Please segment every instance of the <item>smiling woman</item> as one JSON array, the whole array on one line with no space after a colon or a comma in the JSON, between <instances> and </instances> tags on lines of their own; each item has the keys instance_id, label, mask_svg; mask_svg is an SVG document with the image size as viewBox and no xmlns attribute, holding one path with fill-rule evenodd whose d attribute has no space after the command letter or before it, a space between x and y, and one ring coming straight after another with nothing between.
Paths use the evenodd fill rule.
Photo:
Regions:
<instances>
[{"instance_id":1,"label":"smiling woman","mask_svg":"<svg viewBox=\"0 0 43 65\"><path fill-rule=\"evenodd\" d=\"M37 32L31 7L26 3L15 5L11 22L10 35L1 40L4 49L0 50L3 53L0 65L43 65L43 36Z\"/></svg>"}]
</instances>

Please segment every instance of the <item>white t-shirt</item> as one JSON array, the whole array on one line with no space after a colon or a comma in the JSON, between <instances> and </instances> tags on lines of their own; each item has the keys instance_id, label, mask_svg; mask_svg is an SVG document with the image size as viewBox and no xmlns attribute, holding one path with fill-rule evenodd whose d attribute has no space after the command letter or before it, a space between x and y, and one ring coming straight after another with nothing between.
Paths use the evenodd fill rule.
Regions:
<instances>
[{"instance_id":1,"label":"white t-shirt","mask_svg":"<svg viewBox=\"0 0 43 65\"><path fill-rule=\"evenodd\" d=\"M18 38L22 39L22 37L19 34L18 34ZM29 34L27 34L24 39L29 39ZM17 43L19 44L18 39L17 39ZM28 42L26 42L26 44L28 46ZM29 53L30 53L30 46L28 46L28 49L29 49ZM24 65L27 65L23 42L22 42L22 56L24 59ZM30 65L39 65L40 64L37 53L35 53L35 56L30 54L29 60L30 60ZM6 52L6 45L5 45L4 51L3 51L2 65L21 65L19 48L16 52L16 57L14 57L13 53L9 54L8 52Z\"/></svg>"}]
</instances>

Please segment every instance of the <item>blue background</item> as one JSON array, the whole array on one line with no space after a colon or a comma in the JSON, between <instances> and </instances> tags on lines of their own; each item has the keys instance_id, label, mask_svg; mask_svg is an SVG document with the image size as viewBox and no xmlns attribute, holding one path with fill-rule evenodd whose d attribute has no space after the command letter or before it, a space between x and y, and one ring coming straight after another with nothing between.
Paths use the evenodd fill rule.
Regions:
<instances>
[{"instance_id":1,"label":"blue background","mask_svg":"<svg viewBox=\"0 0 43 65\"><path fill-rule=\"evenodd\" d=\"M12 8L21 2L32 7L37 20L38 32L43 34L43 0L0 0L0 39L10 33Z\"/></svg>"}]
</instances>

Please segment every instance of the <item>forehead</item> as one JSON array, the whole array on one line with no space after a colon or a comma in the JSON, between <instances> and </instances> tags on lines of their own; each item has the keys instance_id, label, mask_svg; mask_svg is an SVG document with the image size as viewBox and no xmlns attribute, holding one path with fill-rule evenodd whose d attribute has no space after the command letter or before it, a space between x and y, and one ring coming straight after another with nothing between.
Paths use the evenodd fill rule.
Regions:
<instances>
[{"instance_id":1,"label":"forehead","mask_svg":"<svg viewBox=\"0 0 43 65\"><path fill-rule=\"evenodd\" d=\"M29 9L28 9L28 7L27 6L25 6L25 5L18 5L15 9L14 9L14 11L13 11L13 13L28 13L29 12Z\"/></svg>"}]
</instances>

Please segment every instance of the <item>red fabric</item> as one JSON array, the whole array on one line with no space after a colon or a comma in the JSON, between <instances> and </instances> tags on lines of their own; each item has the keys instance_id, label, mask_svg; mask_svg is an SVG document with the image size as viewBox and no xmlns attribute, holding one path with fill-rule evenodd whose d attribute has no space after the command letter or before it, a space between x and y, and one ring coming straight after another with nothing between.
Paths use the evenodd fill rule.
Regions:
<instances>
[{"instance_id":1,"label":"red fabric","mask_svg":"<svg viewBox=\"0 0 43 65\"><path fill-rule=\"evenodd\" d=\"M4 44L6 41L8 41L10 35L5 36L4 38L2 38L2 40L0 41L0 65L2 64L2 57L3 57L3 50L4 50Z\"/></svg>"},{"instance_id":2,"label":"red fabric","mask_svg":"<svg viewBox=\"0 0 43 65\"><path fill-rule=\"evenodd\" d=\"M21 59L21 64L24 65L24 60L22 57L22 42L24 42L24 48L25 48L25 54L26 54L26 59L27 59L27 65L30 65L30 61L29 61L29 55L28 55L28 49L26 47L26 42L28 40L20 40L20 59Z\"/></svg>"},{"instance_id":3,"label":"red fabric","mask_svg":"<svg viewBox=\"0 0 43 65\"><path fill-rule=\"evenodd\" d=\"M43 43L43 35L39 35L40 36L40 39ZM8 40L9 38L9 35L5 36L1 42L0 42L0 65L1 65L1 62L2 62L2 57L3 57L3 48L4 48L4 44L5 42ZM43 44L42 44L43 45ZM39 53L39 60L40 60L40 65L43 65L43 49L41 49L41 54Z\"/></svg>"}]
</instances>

== Direction ==
Restate the data above word for word, please.

== Solution to the exercise ==
Please segment every instance of the <item>smiling woman</item> as one JSON array, the whole array on one line with no space after a colon or a comma in the JSON, between <instances> and </instances> tags on lines of their own; each item has the keys instance_id, label, mask_svg; mask_svg is an SVG document with the image size as viewBox and no xmlns attribute, holding one path with fill-rule evenodd whose d attribute has no space after the command letter or before it, a space between x and y, and one ring coming straight after another with nothing between.
Paths use the evenodd fill rule.
Photo:
Regions:
<instances>
[{"instance_id":1,"label":"smiling woman","mask_svg":"<svg viewBox=\"0 0 43 65\"><path fill-rule=\"evenodd\" d=\"M37 32L31 7L26 3L15 5L11 22L10 35L1 40L4 49L0 50L3 53L0 65L43 65L43 36Z\"/></svg>"}]
</instances>

Please segment every instance of the <item>white t-shirt</item> as one JSON array, the whole array on one line with no space after a colon or a comma in the JSON, between <instances> and </instances> tags on lines of their own; each item has the keys instance_id, label, mask_svg; mask_svg is an SVG document with the image size as viewBox and no xmlns attribute, holding one path with fill-rule evenodd whose d attribute has no space after the command letter or before it, a space between x and y, and one ring coming straight after another with nothing between.
Paths use the evenodd fill rule.
Regions:
<instances>
[{"instance_id":1,"label":"white t-shirt","mask_svg":"<svg viewBox=\"0 0 43 65\"><path fill-rule=\"evenodd\" d=\"M18 38L22 39L22 37L19 34L18 34ZM29 34L27 34L24 39L29 39ZM17 43L19 44L18 39L17 39ZM28 42L26 42L26 44L28 46ZM29 53L30 53L30 46L28 46L28 49L29 49ZM24 65L27 65L23 42L22 42L22 56L24 59ZM30 65L39 65L40 64L37 53L35 53L35 56L30 54L29 60L30 60ZM6 52L6 45L5 45L4 51L3 51L2 65L21 65L19 48L16 52L16 57L14 57L13 53L9 54L8 52Z\"/></svg>"}]
</instances>

Please segment every instance of the <item>blue background</item> as one JSON array, the whole array on one line with no space after a colon or a comma in the JSON, between <instances> and </instances> tags on lines of their own; each item has the keys instance_id, label, mask_svg; mask_svg is an SVG document with the image size as viewBox and no xmlns attribute, holding one path with fill-rule evenodd whose d attribute has no space after the command letter or before it, a space between x and y, and one ring coming straight after another with nothing between.
Paths use the evenodd fill rule.
Regions:
<instances>
[{"instance_id":1,"label":"blue background","mask_svg":"<svg viewBox=\"0 0 43 65\"><path fill-rule=\"evenodd\" d=\"M12 8L21 2L32 7L37 20L38 32L43 34L43 0L0 0L0 39L10 33Z\"/></svg>"}]
</instances>

Please segment every instance of the <item>forehead</item> as one JSON array, the whole array on one line with no space after a colon or a comma in the JSON, between <instances> and </instances> tags on lines of their own; each item has the keys instance_id, label, mask_svg; mask_svg is an SVG document with the image size as viewBox and no xmlns attribute, holding one path with fill-rule evenodd whose d attribute has no space after the command letter or before it, a space between x and y, and one ring coming straight after another with nothing between.
Paths use the evenodd fill rule.
Regions:
<instances>
[{"instance_id":1,"label":"forehead","mask_svg":"<svg viewBox=\"0 0 43 65\"><path fill-rule=\"evenodd\" d=\"M29 9L28 9L28 7L27 6L25 6L25 5L18 5L15 9L14 9L14 11L13 11L13 13L28 13L29 12Z\"/></svg>"}]
</instances>

Please segment every instance of the <item>red fabric</item> as one JSON array, the whole array on one line with no space after a colon or a comma in the JSON, between <instances> and </instances> tags on lines of their own; each item has the keys instance_id, label, mask_svg; mask_svg is an SVG document with the image size as viewBox and no xmlns attribute, holding one path with fill-rule evenodd whose d attribute has no space after the command letter or before it, a space between x and y, and one ring coming straight after another with nothing between.
Paths use the evenodd fill rule.
Regions:
<instances>
[{"instance_id":1,"label":"red fabric","mask_svg":"<svg viewBox=\"0 0 43 65\"><path fill-rule=\"evenodd\" d=\"M4 44L6 41L8 41L10 35L5 36L4 38L2 38L2 40L0 41L0 65L2 64L2 57L3 57L3 50L4 50Z\"/></svg>"},{"instance_id":2,"label":"red fabric","mask_svg":"<svg viewBox=\"0 0 43 65\"><path fill-rule=\"evenodd\" d=\"M21 59L21 64L24 65L24 60L22 57L22 42L24 42L24 48L25 48L25 54L26 54L26 59L27 59L27 65L30 65L30 61L29 61L29 55L28 55L28 49L26 47L26 42L28 40L20 40L20 59Z\"/></svg>"},{"instance_id":3,"label":"red fabric","mask_svg":"<svg viewBox=\"0 0 43 65\"><path fill-rule=\"evenodd\" d=\"M43 43L43 35L39 35L40 36L40 39ZM8 40L9 38L9 35L5 36L1 42L0 42L0 65L1 65L1 62L2 62L2 57L3 57L3 48L4 48L4 44L5 42ZM43 44L42 44L43 45ZM39 53L39 60L40 60L40 65L43 65L43 49L41 49L41 54Z\"/></svg>"}]
</instances>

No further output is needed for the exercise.